EXTRAIT FOURNI ->
§ §

Merci à vous de me permettre de vous présenter les conclusions du rapport que j'ai remis hier à François Fillon, dont la lettre de mission qui m'engageait à une réflexion sur l'avenir de la zone euro portait deux questions. Quelle gouvernance ? Quelles institutions pour assurer une stabilité durable de la zone ?
La situation est paradoxale : l'euro se porte bien, mais la zone euro est en crise. C'est peu dire que l'euro n'a pas répondu à toutes les espérances qui poussaient à hâter le passage à la monnaie unique et prédisaient qu'avec l'euro, l'Europe était appelée à devenir l'espace économique le plus compétitif du monde. Quelle déception aujourd'hui !
Certes, la monnaie unique a mis fin au jeu des dévaluations compétitives entre les pays de la zone. Dès lors que l'on s'engagea, la voie de l'approfondissement politique restant fermée, vers l'approfondissement du marché unique, l'instabilité des monnaies posait, de fait, problème. La monnaie unique fut la parade. Mais, en l'absence de gouvernance, l'attelage de départ resta fort léger : on se dota d'un simple règlement de copropriété de l'euro.
Pour des États qui acquittaient des taux d'intérêts très élevés, comme la Grèce, ce fut un desserrement. S'ouvrit alors une époque d'euphorie qui a masqué, sous une apparence d'équilibre d'ensemble de la balance courante européenne, de fortes disparités entre Etats. Une époque où l'on n'hésita pas - à commencer par l'Allemagne et la France - à faire fi du pacte de stabilité et de croissance ; une époque où tel président de la Commission n'hésitait pas à qualifier ce pacte de « stupide », où tel ministre des finances estimait que l'on avait « autre chose à faire » que de s'en préoccuper, où tel ministre de la Défense considérait que les crédits de la défense nationale, ou de la recherche, pourraient bien être retirés du périmètre. Epoque où la Commission européenne se montra fort accommodante, et renonça à la surveillance, sous la pression du Conseil des chefs d'État et de gouvernement, où les marchés eux-mêmes furent pris par l'illusion ambiante. Bref, l'euro faisait office de sédatif.

§ §

ENTRÉES FOURNIES ->
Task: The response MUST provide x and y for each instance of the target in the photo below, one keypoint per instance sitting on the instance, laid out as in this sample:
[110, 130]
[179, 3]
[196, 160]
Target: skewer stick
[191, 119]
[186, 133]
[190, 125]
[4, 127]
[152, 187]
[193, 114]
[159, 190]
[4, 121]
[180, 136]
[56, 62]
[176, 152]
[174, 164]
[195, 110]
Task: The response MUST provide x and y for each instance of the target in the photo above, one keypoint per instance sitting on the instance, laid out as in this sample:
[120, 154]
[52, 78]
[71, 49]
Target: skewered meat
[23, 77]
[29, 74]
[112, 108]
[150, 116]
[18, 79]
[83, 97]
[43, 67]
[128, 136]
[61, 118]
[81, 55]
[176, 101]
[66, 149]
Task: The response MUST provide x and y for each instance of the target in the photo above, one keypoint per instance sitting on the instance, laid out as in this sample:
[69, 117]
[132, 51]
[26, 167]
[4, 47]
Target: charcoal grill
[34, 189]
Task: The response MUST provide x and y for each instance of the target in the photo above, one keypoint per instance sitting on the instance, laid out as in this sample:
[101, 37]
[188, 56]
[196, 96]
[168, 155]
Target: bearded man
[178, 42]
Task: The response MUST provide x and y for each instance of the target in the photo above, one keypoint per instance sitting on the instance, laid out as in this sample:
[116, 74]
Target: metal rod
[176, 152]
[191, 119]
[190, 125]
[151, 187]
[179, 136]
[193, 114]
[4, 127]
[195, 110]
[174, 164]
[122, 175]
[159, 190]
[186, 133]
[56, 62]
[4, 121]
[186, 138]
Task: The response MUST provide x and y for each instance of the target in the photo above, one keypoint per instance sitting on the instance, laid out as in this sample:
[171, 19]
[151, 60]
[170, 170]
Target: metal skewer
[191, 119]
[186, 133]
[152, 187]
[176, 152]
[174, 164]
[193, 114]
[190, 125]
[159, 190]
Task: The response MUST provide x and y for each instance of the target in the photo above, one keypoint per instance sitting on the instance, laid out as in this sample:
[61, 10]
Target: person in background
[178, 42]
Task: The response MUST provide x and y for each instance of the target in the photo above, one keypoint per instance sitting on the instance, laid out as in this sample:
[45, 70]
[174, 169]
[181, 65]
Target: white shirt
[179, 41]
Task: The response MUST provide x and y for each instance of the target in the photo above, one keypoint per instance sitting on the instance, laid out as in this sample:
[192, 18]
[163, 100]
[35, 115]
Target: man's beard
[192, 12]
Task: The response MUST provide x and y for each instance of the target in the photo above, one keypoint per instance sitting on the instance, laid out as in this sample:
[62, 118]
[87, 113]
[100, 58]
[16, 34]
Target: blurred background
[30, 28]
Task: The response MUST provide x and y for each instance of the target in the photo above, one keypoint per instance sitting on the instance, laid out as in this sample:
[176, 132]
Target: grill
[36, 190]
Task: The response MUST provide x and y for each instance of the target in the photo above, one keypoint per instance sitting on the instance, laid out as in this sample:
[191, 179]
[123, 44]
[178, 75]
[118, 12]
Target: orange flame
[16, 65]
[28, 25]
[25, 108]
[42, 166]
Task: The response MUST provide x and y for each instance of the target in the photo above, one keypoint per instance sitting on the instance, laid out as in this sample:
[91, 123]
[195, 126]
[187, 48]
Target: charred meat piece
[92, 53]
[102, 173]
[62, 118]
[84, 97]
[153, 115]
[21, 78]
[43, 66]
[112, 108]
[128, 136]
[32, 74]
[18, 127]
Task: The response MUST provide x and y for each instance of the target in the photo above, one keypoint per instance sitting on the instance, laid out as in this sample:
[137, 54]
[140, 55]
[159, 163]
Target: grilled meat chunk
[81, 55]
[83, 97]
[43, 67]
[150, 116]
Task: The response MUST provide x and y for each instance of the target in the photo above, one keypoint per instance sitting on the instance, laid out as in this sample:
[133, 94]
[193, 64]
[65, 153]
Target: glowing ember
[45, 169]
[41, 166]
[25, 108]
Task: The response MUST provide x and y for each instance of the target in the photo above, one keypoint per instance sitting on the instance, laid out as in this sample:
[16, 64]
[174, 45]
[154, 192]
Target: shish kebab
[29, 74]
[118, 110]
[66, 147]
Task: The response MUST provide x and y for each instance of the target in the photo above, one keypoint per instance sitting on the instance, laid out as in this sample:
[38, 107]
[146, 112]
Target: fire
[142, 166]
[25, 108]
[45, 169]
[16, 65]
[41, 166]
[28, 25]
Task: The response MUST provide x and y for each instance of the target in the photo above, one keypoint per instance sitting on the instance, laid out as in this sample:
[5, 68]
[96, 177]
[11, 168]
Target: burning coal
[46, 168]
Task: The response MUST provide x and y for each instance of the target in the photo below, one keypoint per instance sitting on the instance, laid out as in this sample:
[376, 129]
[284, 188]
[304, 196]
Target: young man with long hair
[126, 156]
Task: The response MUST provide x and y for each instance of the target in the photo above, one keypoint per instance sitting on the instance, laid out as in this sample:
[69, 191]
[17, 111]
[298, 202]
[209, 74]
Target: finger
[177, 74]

§ §

TÂCHES À RÉALISER ->
(a) Relevez chaque ligne des entrées qui contient la chaîne « meat », en respectant la casse.
(b) Donnez la suite de l'extrait sur l'avenir de la zone euro, à partir de sa dernière phrase.

RÉSULTATS PAR TÂCHE ->
(a)
Target: skewered meat
Target: charred meat piece
Target: grilled meat chunk

(b)
Et c'est ainsi que les déficits se sont accumulés. Sous l'effet d'une addiction à la dépense, la dette publique s'est envolée. Il est vrai que l'euro fut d'abord un amortisseur à la crise de 2008, mais du même coup, l'illusion s'est prolongée, pour finir par déboucher, en 2009, sur une crise des dettes souveraines. La Grèce maquillait ses comptes publics ? On laissait faire. Peut-être avait-on eu tort de la laisser entrer dans l'euro, mais on a eu plus tort encore de n'assurer, ensuite, aucun contrôle. Les Jeux olympiques, les contrats d'armement ont fait paravent, mais pas pour les marchés qui, prenant conscience de la situation, sont sortis de l'anesthésie.
C'est alors que l'on a inventé, dans l'urgence, le Fonds européen de stabilité financière (FESF), puis le Mécanisme européen de stabilité (MES). C'est alors que les chefs d'État et de gouvernement ont multiplié les sommets, alors que la Commission a imaginé le six pack, le two pack, l'euro plus, qui ouvrent voie aux réquisits nouveaux du traité. Ce fut aussi l'époque où l'on imagina une troïka pour l'aide à la Grèce, qui associait Commission européenne, FMI et BCE. Mais était-ce le rôle d'une banque centrale indépendante que d'émettre des préconisations dans une opération de redressement ? Et pourquoi en appela-t-on au FMI, sinon par manque d'experts capables de tenir un langage de vérité, quand les ministres des finances de la zone eux-mêmes s'en étaient exonérés ?
Le six pack, en 2009, marqua le début de la sagesse, un début de réponse au surendettement. Jusque là, rien ne se passait pour le pays qui franchissait le seuil des 60 % d'endettement. Mais il reste à réduire les écarts de compétitivité entre ceux qui avancent de plus en plus vite et ceux qui creusent l'écart dans l'autre sens. Se serait-on attelé à la correction des déséquilibres macroéconomiques que l'on n'aurait pas laissé sans réagir l'Espagne s'engouffrer dans une bulle immobilière, ni l'Irlande se passer d'un contrôle systémique sur ses banques.
Au six pack, alors en cours de discussion, se sont ajoutés, au premier semestre 2011, l'euro plus et le semestre européen. Autant d'instruments de remise en ordre de marche, dont l'ensemble doit être consacré par le traité - dont certains États membres restent cependant à l'écart - qui prévoit que le déficit structurel ne doit pas dépasser, hors mesures temporaires, 0,5 % du PIB, une règle sévère. Sont également prévues des mesures d'encadrement en matière d'excédents et de déficits commerciaux. Un instrument de gestion des crises est créé, le Mécanisme européen de stabilité, le MES, assorti d'une « task force » qui mêle fonctionnaires de la Commission, de Bercy, et du ministère allemand des finances.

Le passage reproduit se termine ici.